| Work request |
Write the next part of the journal entry about the museum visits at the Charite Learning Center and in Dresden, continuing from its final sentence.

Wednesday, the 8th, was spent in and around the Charite Learning Center and Museum, where we were able to see the interactive learning methods for local medical students in past and present. This was especially intriguing, because I know that I learn better in environments that are more mobile than stationary. Thursday in Dresden involved a war museum and the Hygienic Museum followed by a walking city tour with a particularly interesting and fun guide. Although the war museum caught me off guard for its focus on the human rather than the technology, the highlight of the day for me was the Hygienic Museum for the active way that we were able to learn about the body’s functions. The section that I was focused on to teach to the rest of the group allowed me to see the evolution of sexuality and changes in human views towards it. The progression of contraception and birth control has definitely seen a separation of sex and the function of reproduction, because now it can be used for simply pleasure more easily without so much ‘fear’ of having children.

| Source data |
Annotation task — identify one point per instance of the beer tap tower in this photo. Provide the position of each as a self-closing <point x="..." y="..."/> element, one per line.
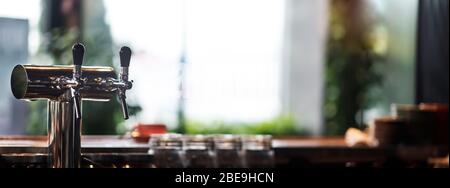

| Task result |
Our final day was spent in visiting the Dellbruck Center of Molecular Medicine and the Otto Bock Center before having our farewell dinner at the Kasbah Restaurant. Our first stop for the day showed us opportunity for students such as us to do a PhD program abroad in an area that is relevant to what we are currently studying in our undergraduate degree. Animal research is done, there, including the use of a three tesla and seven tesla MRI for smaller animal anatomical study. The Otto Bock Center, on the other hand, focuses on the study and development in prosthesis. Games and activities are made available in the center to inform visitors on purposes and abilities in having a prosthetic limb. Technology is constantly allowing for people handicapped in this physical way to live very close to if not completely normal lives in this sense. Dinner of that night was both a treat to get to spend the final hours of the summer program having a good time with everyone and bitter in sensing the pending end to our journey overseas. These things are a part of my life that I wish to never forget; I want to remember them for the sake of learning not only the facts and trends in History of Medicine, though those are important things, but also for the sake of learning in a completely different environment. One of the most important things to me in this kind of situation is learning things about the perspective that people across the world and even across the street have. The way that you may think of something may not always be the right way, and there may not even be a right way. I believe in truth, but some things are just different and not bad at all.